Exercise instructions: Quote, without any change, the line that contains "Guideline: the keypoint for each instance of the shoreline" and all lines that follow it to the end of the data below.

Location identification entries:
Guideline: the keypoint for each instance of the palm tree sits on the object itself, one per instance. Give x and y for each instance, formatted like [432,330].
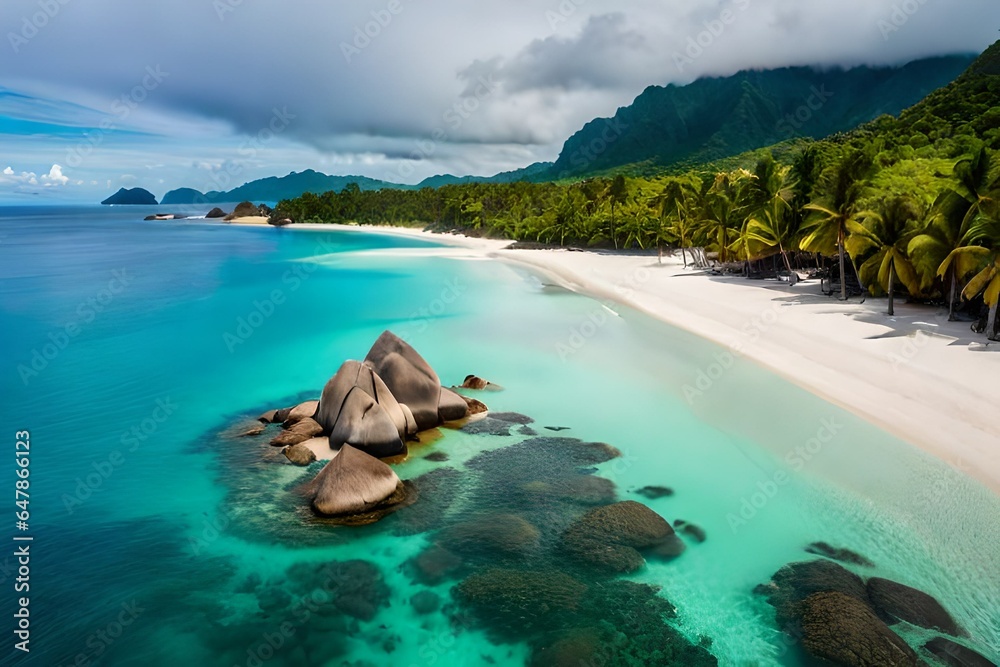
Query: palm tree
[888,233]
[983,250]
[721,211]
[953,214]
[772,222]
[676,206]
[617,193]
[838,212]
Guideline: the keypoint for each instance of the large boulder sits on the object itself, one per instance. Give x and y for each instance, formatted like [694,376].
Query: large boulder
[896,602]
[845,631]
[358,409]
[410,379]
[364,424]
[609,538]
[301,411]
[352,483]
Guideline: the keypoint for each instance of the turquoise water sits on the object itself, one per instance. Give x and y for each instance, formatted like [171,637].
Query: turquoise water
[153,337]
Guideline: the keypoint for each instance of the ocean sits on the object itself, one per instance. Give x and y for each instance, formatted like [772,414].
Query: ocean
[131,349]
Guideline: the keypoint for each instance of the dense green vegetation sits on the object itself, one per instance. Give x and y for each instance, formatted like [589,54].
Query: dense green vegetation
[913,203]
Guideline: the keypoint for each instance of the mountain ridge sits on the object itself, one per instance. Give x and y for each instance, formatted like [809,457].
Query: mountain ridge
[673,127]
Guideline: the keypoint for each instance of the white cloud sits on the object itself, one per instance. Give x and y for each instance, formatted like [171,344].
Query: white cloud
[55,176]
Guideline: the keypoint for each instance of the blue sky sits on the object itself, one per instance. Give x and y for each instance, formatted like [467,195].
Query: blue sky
[97,95]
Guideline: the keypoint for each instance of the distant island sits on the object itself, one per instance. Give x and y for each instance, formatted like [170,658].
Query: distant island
[667,129]
[133,197]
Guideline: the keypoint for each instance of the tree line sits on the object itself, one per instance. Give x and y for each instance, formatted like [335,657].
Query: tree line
[925,224]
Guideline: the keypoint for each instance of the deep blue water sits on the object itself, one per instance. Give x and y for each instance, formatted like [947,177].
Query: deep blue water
[128,346]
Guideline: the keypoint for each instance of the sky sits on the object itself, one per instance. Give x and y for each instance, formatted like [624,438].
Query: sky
[209,94]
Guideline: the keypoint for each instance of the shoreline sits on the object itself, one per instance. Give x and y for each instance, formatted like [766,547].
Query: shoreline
[915,375]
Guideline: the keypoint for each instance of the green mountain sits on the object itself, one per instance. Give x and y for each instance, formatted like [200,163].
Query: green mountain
[276,188]
[131,197]
[968,106]
[536,172]
[297,184]
[713,118]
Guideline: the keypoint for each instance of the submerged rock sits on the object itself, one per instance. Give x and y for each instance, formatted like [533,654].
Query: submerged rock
[572,649]
[355,587]
[435,564]
[513,417]
[512,603]
[300,431]
[479,384]
[451,406]
[609,538]
[250,430]
[352,483]
[696,532]
[845,631]
[425,602]
[895,602]
[299,454]
[654,492]
[836,553]
[487,426]
[491,535]
[794,582]
[301,411]
[274,416]
[954,654]
[474,407]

Complete output:
Guideline: the keypoint for each instance of the shoreline sits on the object itself, one per instance. Give x and y for each instance, formatted like [766,547].
Query: shoreline
[915,375]
Guideline: the keypoint for each instance of the green mountain sits on the object itself, one per instance. Give x and y for each instance, formatted like [200,163].
Query: green mountain
[276,188]
[131,197]
[968,106]
[536,172]
[297,184]
[713,118]
Guideline: the keypoint for each instance of the submerged rock sits on the object itself, one per instance. Give x and y for each instance, formatted like [533,654].
Query: submerged rock
[572,649]
[355,587]
[435,564]
[513,417]
[512,603]
[300,431]
[479,384]
[451,406]
[609,538]
[250,430]
[352,483]
[696,532]
[845,631]
[425,602]
[895,602]
[299,454]
[654,492]
[836,553]
[487,426]
[491,535]
[794,582]
[301,411]
[274,416]
[954,654]
[474,407]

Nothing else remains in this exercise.